Description of the task. Looking at the listing beneath, work out how many lines hold "below" and report only that figure.

** Opening Dataset content block **

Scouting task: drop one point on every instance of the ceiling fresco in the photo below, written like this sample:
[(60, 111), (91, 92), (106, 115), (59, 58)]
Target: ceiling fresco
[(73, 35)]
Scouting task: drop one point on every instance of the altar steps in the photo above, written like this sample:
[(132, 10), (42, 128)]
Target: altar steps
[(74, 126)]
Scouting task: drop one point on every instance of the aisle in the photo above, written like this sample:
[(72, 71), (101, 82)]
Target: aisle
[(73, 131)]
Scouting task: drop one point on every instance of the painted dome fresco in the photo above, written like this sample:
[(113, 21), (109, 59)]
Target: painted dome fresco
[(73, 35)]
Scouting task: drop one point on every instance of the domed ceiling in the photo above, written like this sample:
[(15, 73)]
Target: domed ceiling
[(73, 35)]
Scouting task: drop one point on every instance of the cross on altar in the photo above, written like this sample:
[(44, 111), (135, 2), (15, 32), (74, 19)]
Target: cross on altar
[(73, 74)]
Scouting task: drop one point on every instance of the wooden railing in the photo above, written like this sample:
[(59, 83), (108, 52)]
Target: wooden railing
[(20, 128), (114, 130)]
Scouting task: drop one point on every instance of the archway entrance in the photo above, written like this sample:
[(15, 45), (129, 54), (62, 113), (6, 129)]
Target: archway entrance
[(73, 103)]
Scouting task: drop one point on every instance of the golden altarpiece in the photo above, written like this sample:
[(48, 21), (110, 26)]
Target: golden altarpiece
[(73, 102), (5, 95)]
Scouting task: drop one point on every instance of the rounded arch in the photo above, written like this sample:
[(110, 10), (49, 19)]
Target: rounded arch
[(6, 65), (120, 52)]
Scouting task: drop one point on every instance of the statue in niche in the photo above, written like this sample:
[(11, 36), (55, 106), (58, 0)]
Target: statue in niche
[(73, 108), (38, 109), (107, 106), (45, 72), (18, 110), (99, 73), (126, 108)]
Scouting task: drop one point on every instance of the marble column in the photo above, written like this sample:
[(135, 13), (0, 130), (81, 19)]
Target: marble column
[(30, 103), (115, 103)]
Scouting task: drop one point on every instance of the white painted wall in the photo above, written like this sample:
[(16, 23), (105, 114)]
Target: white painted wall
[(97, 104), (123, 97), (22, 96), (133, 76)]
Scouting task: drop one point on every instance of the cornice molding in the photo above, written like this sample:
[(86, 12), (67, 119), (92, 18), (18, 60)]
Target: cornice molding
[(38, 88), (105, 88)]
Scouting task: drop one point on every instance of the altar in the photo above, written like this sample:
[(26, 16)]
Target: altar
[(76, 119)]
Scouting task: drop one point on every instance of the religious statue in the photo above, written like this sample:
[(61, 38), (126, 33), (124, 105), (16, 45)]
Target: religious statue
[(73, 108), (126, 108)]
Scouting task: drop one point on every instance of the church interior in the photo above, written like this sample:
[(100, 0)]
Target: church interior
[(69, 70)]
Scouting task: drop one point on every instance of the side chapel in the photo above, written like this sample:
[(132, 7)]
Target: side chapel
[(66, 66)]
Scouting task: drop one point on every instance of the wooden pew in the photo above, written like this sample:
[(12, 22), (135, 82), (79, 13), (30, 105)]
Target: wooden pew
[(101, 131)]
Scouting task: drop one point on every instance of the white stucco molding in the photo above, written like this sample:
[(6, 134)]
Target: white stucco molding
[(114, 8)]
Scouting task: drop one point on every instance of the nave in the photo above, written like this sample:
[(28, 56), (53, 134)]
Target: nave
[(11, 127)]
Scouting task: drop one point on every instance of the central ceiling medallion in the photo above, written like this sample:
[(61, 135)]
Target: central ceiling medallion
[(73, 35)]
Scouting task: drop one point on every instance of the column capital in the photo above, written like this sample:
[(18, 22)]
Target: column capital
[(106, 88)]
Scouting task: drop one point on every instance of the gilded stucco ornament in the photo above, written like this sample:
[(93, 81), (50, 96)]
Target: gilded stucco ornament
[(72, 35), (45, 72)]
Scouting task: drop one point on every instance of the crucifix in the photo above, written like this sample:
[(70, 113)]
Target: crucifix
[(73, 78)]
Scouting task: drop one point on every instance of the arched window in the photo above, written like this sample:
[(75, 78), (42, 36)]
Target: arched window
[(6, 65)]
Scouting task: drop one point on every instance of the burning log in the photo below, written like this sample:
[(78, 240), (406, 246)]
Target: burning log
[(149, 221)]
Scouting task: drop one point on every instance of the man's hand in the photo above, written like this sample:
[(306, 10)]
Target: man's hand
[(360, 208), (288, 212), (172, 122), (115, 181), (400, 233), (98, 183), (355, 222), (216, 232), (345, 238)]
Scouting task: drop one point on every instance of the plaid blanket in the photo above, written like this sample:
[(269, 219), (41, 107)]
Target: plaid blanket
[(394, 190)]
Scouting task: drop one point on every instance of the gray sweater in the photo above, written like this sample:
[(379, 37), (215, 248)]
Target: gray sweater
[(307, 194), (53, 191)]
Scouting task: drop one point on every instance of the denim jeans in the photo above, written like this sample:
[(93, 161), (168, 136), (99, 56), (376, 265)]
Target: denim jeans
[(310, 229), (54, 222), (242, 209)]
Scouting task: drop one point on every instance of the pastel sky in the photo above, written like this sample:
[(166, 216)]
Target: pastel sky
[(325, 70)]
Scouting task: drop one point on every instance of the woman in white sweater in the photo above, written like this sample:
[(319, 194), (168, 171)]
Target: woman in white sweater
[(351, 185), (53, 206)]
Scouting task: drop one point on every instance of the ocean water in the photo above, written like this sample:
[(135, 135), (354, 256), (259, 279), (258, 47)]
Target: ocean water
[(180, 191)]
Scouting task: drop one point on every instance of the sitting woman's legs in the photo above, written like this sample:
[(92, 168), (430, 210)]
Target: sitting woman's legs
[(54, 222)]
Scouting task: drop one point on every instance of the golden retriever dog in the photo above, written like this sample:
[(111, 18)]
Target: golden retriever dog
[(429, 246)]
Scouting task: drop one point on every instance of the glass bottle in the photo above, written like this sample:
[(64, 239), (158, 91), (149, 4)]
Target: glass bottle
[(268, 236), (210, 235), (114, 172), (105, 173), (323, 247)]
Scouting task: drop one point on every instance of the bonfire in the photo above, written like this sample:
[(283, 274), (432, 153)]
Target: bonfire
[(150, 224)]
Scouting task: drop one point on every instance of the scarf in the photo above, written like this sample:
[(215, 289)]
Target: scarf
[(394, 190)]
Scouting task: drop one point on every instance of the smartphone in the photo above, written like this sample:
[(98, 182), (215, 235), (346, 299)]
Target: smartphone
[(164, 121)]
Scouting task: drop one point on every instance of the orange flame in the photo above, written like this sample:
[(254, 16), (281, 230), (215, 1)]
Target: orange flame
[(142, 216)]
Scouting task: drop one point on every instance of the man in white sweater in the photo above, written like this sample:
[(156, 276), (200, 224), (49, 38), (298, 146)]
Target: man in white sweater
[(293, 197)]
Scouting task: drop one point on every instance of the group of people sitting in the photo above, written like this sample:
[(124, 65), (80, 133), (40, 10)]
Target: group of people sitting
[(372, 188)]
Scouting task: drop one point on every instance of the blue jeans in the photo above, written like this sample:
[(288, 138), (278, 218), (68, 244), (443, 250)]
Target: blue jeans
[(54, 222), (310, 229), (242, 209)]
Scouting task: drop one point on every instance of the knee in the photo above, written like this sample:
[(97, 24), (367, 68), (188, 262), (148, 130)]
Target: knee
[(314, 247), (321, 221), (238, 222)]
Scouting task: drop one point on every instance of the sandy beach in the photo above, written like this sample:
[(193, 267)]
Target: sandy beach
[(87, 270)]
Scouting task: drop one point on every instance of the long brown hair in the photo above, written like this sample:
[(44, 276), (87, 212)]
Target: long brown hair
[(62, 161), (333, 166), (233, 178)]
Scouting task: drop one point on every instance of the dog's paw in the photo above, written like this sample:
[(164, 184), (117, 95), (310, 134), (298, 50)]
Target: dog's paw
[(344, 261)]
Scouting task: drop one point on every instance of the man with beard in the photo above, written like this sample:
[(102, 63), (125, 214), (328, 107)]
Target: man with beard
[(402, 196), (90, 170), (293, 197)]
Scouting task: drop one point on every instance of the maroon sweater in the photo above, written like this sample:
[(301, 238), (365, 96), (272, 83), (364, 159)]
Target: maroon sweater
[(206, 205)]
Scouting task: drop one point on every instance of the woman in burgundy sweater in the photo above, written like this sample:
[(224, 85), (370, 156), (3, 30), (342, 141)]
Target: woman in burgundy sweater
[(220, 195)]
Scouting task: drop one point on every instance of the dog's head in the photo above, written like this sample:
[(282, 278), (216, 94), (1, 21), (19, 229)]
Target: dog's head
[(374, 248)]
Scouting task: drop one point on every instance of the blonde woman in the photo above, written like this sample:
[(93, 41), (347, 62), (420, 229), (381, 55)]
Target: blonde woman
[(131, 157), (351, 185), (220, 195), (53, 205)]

** Closing Dataset content block **

Reply to the exercise. 2